▸ **Aim**
Please write out the data from its start through the line containing "xmin=153 ymin=274 xmax=164 ymax=283", substituting "whole-number" for every "integer" and leaving everything else as it stands.

Excerpts from a detection dataset:

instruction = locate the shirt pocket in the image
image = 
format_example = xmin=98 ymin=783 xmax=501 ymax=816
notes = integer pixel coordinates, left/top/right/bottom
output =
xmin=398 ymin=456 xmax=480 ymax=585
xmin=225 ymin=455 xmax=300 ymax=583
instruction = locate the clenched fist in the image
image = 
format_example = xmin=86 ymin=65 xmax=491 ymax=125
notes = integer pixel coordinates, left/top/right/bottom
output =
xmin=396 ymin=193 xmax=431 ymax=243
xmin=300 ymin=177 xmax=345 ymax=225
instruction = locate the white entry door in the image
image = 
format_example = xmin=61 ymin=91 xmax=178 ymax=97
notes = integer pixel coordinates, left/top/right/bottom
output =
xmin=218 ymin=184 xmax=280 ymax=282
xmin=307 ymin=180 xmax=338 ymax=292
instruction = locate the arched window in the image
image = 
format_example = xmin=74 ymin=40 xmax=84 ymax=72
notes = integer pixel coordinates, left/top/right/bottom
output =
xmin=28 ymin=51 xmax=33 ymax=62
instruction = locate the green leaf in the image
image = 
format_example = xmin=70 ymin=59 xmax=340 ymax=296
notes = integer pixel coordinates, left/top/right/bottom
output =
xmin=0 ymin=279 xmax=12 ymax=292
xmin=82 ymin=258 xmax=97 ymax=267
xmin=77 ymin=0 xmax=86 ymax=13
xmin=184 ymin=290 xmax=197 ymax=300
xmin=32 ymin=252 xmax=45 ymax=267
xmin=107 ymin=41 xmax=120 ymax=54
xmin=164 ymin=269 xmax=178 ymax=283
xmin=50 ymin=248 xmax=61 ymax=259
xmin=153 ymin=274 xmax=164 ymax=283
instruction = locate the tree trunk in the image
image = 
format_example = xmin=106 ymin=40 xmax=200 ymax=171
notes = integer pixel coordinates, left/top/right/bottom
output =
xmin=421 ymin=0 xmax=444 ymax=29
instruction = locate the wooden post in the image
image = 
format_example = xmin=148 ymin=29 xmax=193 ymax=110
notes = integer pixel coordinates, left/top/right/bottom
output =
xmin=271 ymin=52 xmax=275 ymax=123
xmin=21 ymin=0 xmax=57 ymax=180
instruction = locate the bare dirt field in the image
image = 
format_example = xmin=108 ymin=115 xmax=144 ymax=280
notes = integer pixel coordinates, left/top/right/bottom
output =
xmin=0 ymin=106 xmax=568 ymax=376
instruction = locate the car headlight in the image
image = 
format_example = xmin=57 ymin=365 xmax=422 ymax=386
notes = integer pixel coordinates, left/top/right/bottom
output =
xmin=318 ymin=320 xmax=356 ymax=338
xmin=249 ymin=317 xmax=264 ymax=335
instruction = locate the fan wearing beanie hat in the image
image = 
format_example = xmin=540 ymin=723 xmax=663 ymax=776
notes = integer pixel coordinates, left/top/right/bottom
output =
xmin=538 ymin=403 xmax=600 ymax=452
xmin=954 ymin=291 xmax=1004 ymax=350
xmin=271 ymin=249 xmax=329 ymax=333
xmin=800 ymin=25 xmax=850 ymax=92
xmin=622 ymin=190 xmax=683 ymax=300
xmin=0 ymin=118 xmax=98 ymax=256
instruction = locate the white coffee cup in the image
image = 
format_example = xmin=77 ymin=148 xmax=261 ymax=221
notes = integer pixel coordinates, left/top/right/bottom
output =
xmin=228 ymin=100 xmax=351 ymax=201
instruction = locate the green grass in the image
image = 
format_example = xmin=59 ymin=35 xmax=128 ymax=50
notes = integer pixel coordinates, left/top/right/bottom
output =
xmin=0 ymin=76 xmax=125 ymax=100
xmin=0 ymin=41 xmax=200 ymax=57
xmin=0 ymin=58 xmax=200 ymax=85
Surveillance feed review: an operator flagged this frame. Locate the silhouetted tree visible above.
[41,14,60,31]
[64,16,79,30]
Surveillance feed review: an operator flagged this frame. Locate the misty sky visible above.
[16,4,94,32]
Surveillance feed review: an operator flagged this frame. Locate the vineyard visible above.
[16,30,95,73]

▸ **Answer to the problem**
instruction = locate the shirt pocket in the image
image = 
format_example = xmin=98 ymin=783 xmax=501 ymax=816
notes = whole-number pixel coordinates, left/top/right/bottom
output =
xmin=398 ymin=456 xmax=480 ymax=585
xmin=225 ymin=455 xmax=300 ymax=583
instruction = locate the clenched fist in the image
image = 
format_example = xmin=86 ymin=65 xmax=491 ymax=125
notes = whole-number pixel coordinates, left/top/right/bottom
output =
xmin=396 ymin=193 xmax=431 ymax=243
xmin=300 ymin=177 xmax=345 ymax=225
instruction = locate the white entry door in the image
image = 
format_example = xmin=61 ymin=91 xmax=178 ymax=97
notes = whole-number pixel coordinates, left/top/right/bottom
output =
xmin=218 ymin=184 xmax=280 ymax=282
xmin=307 ymin=180 xmax=338 ymax=292
instruction = locate the arched window in the image
image = 
format_example = xmin=74 ymin=40 xmax=84 ymax=72
notes = whole-number pixel coordinates, left/top/right/bottom
output =
xmin=28 ymin=51 xmax=33 ymax=62
instruction = locate the green leaf in the image
image = 
format_example = xmin=70 ymin=59 xmax=340 ymax=296
notes = whole-number pixel coordinates, left/top/right/bottom
output =
xmin=0 ymin=279 xmax=12 ymax=292
xmin=82 ymin=258 xmax=97 ymax=267
xmin=77 ymin=0 xmax=86 ymax=13
xmin=184 ymin=290 xmax=197 ymax=300
xmin=32 ymin=252 xmax=45 ymax=267
xmin=107 ymin=41 xmax=120 ymax=54
xmin=164 ymin=269 xmax=178 ymax=283
xmin=50 ymin=248 xmax=61 ymax=259
xmin=153 ymin=274 xmax=164 ymax=283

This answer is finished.